- [Objective] Reproduce every line of the listing below, substituting "woodland" for "forest" and leaving all other text unchanged. Omit the pictures from your reproduction.

Saved data entries:

»»

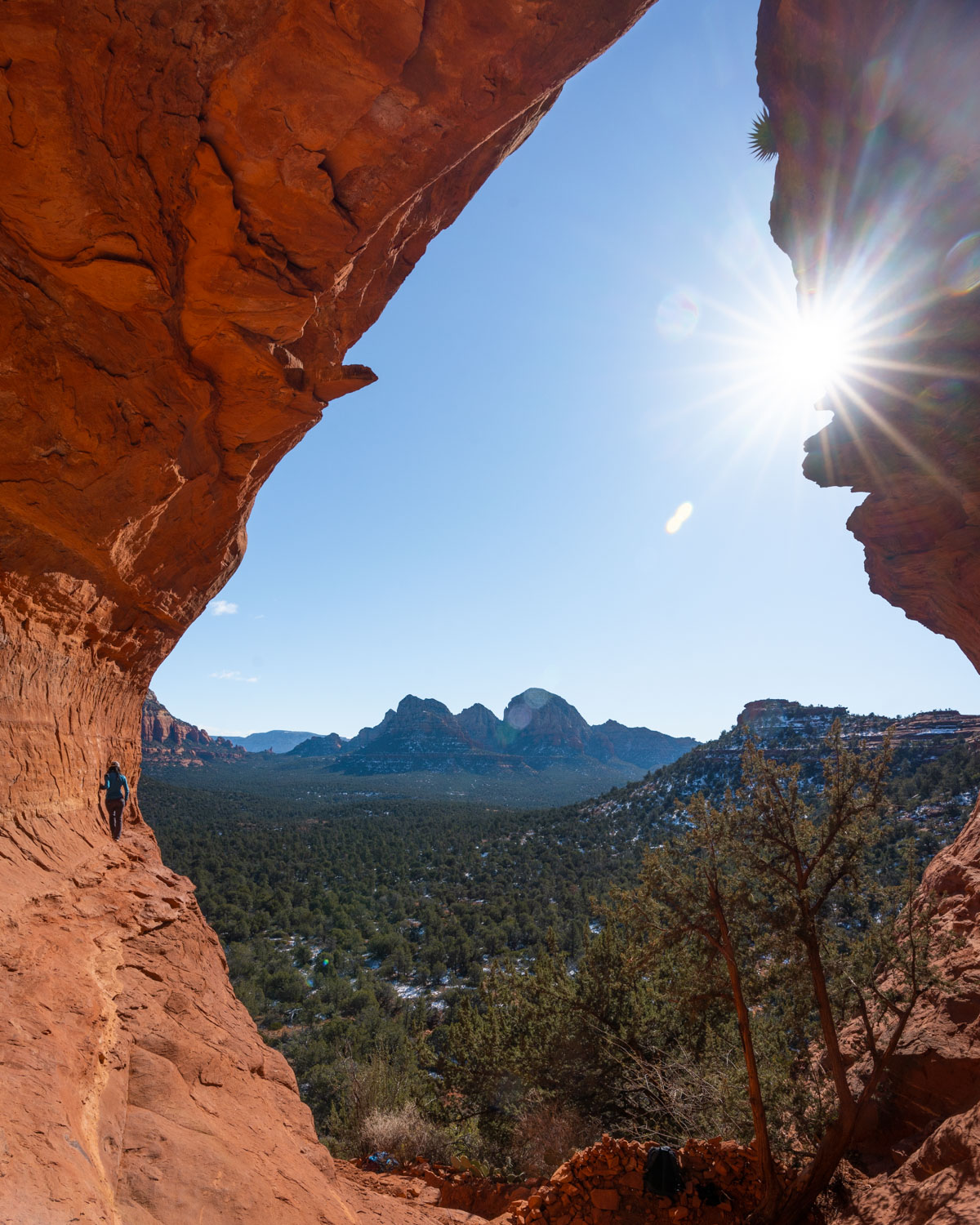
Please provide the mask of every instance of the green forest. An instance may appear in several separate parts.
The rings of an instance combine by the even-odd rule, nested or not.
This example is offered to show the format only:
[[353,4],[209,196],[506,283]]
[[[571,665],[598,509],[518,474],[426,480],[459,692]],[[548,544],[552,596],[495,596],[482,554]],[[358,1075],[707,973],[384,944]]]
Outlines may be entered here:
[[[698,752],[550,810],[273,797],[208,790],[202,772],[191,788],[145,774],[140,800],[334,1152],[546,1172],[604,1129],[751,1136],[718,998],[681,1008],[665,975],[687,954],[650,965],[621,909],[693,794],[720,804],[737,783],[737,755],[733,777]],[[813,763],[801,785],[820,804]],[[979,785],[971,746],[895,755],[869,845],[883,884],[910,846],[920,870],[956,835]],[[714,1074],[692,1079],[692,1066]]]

««

- [Answer for this exercise]
Please provide the mask of every instance of the green woodland. An instance may appear in several separate parts.
The rings of an instance combine by the even-odd rule, nested or not.
This example is offered to show the format only:
[[353,4],[209,196],[506,283]]
[[[571,665],[598,509],[518,474],[426,480],[459,692]],[[548,544],[552,596],[495,596],[482,554]],[[358,1075],[707,973],[384,944]]]
Outlines may be entered here:
[[[698,752],[550,810],[273,797],[208,790],[202,772],[191,788],[145,774],[140,800],[334,1152],[546,1172],[604,1129],[751,1136],[718,998],[681,1008],[665,975],[687,954],[650,965],[621,909],[693,794],[720,804],[737,783],[737,755],[733,777]],[[813,763],[801,785],[820,804]],[[979,785],[971,746],[895,755],[869,845],[883,884],[910,846],[920,870],[956,835]],[[714,1074],[692,1079],[692,1066]]]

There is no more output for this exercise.